• WHAT IS REQUIRED: The lines to copy are those with "post" in them. Pull each one from the entries below.

[Recorded data]
|---|

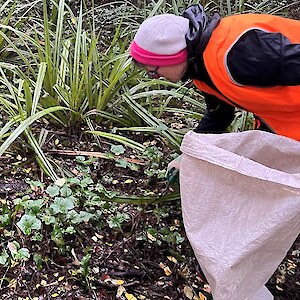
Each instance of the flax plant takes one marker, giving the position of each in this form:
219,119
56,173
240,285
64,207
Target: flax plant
22,110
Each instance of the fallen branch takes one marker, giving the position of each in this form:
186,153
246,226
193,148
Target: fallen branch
94,154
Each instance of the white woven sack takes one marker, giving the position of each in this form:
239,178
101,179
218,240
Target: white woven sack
240,197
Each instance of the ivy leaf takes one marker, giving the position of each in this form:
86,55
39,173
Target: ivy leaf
27,223
86,181
62,205
52,190
82,216
65,191
117,149
3,258
23,254
117,220
123,163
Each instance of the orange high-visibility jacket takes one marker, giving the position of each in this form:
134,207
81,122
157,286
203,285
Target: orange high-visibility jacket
271,90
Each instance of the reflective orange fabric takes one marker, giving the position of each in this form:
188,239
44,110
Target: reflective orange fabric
278,106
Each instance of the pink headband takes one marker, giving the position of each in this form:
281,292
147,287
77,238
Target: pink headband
149,58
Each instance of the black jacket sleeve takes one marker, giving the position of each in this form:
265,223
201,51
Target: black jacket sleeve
217,117
261,58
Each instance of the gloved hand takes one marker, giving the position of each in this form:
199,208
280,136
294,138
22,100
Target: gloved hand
173,169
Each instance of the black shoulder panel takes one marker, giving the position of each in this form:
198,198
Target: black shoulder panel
261,58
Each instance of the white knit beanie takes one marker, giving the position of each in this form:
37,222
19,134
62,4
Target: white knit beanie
160,40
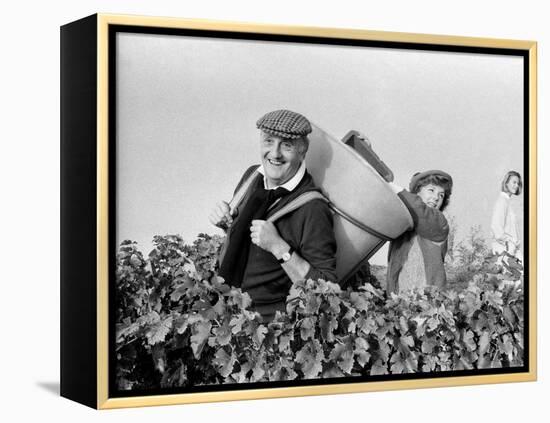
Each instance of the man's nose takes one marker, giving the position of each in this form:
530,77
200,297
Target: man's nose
276,149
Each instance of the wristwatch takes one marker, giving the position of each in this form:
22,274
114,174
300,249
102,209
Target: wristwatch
286,256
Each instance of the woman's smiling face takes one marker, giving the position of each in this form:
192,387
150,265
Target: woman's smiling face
432,195
512,185
281,158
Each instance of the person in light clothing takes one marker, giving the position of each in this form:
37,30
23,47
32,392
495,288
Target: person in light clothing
504,225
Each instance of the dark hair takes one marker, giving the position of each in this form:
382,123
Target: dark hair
507,177
438,180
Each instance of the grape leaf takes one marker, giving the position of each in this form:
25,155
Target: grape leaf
311,358
201,333
224,361
158,331
378,368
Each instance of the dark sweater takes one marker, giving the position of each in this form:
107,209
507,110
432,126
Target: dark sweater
309,230
432,230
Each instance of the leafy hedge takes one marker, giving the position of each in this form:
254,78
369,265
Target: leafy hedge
180,325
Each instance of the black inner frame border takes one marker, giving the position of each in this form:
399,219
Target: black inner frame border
113,30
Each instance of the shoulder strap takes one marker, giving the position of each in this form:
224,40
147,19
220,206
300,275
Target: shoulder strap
296,203
237,198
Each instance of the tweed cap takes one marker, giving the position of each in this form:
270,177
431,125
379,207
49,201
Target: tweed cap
421,175
284,123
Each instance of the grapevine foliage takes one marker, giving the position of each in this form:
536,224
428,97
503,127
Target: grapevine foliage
178,324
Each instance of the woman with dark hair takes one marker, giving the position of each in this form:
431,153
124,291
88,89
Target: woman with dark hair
504,224
416,258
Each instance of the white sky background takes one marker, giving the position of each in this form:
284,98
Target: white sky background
187,109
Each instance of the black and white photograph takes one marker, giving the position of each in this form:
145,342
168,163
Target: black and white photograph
288,211
294,210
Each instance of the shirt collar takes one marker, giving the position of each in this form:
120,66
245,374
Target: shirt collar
293,182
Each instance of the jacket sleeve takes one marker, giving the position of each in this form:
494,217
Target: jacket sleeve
318,245
429,223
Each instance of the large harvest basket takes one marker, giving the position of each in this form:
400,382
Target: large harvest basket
367,213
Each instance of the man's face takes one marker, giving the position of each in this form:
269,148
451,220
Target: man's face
432,195
281,158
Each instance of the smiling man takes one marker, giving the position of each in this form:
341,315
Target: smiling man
265,258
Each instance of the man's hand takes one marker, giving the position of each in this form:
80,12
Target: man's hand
265,235
221,216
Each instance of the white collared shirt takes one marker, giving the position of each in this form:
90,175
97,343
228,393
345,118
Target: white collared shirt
292,183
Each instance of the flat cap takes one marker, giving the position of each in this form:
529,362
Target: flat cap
421,175
284,123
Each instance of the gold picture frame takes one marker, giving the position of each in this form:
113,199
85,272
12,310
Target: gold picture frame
87,165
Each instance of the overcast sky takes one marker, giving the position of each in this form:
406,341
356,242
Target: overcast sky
187,109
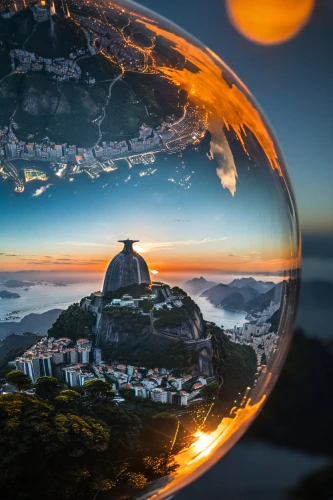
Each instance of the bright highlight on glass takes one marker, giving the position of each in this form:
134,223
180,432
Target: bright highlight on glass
151,228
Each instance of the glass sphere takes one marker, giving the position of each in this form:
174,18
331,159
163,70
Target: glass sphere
149,225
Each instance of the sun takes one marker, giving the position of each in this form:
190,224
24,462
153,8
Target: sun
269,22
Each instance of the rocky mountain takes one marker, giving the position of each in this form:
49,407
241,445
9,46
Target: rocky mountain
316,293
131,328
235,301
32,323
198,285
4,294
244,294
260,286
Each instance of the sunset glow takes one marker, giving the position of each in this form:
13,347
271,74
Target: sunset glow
269,22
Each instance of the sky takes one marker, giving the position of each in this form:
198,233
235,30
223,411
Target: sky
292,83
187,222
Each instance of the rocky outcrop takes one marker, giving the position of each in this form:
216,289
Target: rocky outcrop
130,328
191,328
114,331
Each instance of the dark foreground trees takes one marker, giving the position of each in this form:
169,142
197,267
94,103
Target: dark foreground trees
71,450
19,380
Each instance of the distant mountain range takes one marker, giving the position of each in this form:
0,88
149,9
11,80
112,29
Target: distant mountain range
4,294
243,294
19,283
260,286
198,285
32,323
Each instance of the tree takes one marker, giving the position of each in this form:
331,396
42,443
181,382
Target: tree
74,323
46,387
96,387
65,449
19,379
67,396
210,391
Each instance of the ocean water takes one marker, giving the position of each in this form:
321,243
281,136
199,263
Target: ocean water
43,297
219,316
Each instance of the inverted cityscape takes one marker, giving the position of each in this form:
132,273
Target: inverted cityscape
145,359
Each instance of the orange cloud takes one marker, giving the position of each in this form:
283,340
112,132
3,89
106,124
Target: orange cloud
226,105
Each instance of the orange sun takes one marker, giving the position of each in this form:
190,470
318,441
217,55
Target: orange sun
269,21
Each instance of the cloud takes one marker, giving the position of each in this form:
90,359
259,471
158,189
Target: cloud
221,152
318,246
80,244
171,244
41,190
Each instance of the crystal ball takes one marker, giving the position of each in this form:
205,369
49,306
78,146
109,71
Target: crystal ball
149,253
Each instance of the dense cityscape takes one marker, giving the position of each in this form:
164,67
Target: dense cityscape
170,134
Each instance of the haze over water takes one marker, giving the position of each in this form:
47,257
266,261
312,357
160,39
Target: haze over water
43,297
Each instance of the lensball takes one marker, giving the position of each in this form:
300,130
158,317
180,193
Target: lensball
149,247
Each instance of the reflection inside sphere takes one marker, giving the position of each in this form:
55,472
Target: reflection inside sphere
151,229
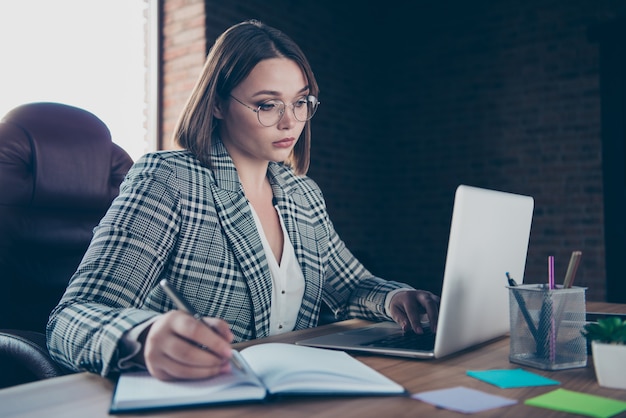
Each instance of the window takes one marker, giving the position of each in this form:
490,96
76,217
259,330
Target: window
93,54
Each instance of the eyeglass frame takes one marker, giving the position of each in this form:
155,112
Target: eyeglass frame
292,105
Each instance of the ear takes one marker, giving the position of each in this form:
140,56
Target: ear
217,109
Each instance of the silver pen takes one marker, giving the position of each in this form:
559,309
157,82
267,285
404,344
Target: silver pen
184,306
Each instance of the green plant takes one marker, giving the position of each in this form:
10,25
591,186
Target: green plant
610,330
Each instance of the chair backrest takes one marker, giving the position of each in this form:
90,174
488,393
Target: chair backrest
59,172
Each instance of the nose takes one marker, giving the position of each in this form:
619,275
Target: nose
288,120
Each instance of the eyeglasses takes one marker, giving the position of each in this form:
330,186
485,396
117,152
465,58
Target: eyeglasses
271,112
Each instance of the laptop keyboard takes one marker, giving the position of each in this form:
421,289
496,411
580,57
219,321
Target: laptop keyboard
409,340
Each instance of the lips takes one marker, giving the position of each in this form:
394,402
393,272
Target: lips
284,143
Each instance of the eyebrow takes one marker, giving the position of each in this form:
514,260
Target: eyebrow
276,93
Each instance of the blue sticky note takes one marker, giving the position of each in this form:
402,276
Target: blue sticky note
511,378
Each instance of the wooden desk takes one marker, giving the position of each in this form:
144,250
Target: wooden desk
85,395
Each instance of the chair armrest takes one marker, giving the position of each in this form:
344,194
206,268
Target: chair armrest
24,358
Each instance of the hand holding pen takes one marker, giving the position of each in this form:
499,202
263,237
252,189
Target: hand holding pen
182,345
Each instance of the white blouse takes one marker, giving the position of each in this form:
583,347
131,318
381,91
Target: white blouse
287,281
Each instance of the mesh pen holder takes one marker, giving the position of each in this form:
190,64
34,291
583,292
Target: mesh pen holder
546,327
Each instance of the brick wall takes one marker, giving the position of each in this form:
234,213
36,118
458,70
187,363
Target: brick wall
419,97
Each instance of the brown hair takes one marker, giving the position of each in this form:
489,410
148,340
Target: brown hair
230,60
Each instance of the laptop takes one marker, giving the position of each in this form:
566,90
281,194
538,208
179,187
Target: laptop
489,236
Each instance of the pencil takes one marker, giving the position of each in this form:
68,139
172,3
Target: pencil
184,306
571,269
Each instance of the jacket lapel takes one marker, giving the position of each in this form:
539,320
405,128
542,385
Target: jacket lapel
238,225
292,207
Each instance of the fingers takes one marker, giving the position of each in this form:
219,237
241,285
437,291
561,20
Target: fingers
177,346
411,308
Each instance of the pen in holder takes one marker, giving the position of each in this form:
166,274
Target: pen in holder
546,326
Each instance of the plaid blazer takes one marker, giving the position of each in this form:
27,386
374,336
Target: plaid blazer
176,219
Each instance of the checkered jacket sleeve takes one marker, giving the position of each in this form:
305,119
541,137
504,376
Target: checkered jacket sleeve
176,219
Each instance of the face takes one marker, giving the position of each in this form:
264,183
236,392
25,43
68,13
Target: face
249,142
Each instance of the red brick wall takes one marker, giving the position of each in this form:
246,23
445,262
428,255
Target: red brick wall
418,97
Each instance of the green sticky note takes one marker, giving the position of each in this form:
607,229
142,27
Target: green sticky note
578,403
515,378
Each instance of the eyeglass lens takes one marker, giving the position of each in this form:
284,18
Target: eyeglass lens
272,111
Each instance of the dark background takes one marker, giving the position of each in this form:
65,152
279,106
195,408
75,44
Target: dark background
419,97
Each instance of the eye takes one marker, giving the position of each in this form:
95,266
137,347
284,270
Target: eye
301,102
270,105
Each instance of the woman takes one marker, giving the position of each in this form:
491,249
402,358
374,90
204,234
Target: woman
231,221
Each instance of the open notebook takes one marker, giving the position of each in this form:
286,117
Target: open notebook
489,236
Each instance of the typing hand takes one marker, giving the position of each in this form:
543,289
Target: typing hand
412,308
177,346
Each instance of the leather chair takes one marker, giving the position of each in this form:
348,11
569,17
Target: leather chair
59,172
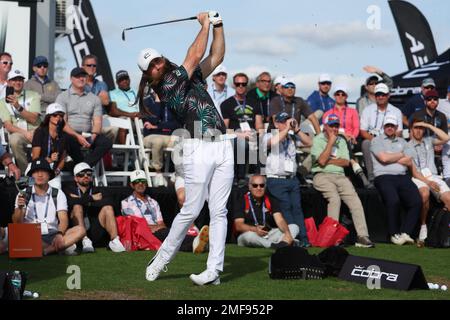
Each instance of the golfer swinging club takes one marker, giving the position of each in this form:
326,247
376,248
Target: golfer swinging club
208,158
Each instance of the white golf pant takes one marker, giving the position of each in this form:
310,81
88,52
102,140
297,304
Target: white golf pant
208,169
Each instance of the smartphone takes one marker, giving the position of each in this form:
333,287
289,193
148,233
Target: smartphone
9,91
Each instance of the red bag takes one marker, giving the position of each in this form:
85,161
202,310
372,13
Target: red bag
135,234
330,234
311,230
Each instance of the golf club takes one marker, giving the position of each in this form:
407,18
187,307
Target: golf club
155,24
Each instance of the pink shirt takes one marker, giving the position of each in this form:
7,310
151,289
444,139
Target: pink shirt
349,120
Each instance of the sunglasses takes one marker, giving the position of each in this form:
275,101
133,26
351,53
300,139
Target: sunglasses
84,174
256,185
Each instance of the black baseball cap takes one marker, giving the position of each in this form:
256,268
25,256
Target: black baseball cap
76,72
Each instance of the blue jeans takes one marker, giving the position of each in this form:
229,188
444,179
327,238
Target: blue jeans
287,192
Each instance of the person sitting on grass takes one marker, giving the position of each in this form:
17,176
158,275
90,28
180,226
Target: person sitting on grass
258,219
91,207
47,206
141,205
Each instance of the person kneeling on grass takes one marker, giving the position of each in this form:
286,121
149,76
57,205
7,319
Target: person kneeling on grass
258,219
47,206
141,205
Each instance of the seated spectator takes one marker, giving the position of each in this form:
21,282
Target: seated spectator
330,156
47,88
294,106
281,169
245,120
159,124
390,163
373,121
261,96
320,100
83,120
123,102
20,115
422,152
49,140
92,210
417,102
368,97
258,219
47,206
141,205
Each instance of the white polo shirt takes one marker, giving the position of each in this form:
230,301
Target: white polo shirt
372,119
36,212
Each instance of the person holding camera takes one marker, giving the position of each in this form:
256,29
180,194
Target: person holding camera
281,169
258,220
372,123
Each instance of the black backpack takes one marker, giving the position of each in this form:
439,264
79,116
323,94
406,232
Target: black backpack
439,229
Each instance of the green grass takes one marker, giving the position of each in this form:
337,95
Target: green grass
105,275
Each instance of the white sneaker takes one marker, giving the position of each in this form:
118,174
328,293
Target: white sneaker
423,234
154,268
398,240
87,245
205,278
407,238
71,251
116,246
201,240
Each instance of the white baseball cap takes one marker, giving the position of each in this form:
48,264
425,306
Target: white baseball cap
137,175
391,120
55,108
220,69
382,88
15,74
145,58
324,78
82,166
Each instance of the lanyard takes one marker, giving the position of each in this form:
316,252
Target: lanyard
250,202
147,211
284,107
46,208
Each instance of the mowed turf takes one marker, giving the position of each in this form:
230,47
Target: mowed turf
105,275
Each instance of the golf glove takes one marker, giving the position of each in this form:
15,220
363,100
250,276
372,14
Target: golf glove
214,18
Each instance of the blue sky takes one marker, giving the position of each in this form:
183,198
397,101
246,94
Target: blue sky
299,39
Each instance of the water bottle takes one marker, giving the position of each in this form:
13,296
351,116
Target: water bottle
16,281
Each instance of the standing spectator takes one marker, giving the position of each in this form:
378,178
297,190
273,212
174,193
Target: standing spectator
243,119
330,156
142,205
281,170
390,163
373,121
294,106
261,96
369,97
219,90
5,68
320,100
40,82
258,219
123,102
417,102
20,115
48,209
83,121
422,153
159,124
86,201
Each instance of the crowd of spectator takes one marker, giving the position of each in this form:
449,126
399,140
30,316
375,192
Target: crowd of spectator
404,154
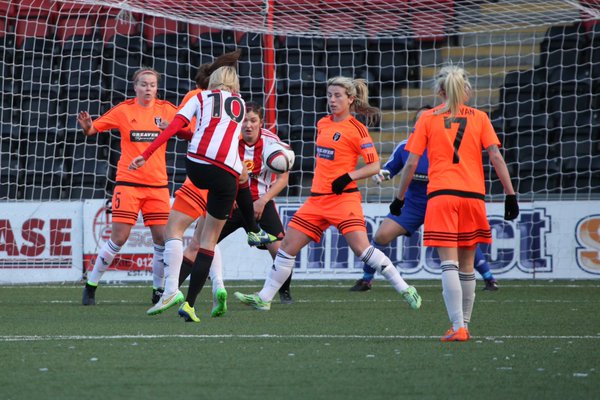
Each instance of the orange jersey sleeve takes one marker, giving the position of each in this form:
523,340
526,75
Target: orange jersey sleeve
454,148
138,127
339,144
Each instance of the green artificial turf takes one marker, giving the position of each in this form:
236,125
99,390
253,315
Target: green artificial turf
531,339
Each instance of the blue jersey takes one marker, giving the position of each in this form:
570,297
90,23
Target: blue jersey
415,200
417,190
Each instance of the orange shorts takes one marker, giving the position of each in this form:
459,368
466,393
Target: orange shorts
452,221
320,212
190,200
128,201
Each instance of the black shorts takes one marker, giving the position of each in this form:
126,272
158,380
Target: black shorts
221,186
269,221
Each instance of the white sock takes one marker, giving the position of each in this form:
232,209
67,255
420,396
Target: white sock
158,267
467,283
278,274
216,271
173,255
103,260
375,259
452,293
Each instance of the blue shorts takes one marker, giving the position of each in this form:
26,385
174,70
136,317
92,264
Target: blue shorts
412,217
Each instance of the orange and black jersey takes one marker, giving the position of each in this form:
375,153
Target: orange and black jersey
454,147
138,127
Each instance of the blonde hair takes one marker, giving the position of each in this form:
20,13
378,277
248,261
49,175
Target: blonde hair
143,71
358,89
224,78
453,85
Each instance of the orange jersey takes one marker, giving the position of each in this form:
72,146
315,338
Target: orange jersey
138,127
454,148
339,144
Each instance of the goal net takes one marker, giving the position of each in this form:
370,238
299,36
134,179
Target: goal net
534,66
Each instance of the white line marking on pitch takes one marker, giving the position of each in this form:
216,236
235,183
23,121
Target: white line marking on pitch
271,336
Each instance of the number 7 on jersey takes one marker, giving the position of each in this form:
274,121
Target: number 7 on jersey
462,125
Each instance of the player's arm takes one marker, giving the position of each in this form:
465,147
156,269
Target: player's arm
281,181
85,120
178,123
392,167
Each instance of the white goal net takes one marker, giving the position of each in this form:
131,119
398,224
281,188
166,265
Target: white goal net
534,65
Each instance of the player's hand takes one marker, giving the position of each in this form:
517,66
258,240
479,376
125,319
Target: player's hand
163,124
338,185
396,206
137,162
85,120
511,207
383,175
259,207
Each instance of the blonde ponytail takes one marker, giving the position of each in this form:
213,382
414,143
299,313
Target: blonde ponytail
453,86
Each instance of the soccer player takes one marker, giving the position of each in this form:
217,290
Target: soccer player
139,121
335,199
413,214
454,135
213,163
264,186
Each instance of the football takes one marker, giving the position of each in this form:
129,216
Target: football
278,157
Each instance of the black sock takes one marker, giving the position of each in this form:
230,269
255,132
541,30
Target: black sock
186,270
246,206
286,285
200,272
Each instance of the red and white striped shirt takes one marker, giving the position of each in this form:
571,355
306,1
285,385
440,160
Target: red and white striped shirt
261,178
219,116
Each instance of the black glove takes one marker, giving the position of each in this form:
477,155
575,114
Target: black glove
511,207
396,206
338,185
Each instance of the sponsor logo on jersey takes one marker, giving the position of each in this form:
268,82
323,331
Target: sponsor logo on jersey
421,177
325,152
144,136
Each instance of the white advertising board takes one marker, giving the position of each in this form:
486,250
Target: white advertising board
40,242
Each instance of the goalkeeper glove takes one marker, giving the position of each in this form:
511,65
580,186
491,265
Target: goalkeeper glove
396,206
511,207
338,185
383,175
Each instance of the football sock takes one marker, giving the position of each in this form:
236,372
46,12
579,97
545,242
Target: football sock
216,271
482,266
246,206
286,285
199,274
158,267
105,257
173,255
185,270
375,259
467,283
452,293
368,272
278,274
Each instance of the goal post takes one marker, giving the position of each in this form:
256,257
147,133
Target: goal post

|---|

• ANSWER SPACE:
Each instance of the goal post takes one marker, giving the position of each in this form:
Target: goal post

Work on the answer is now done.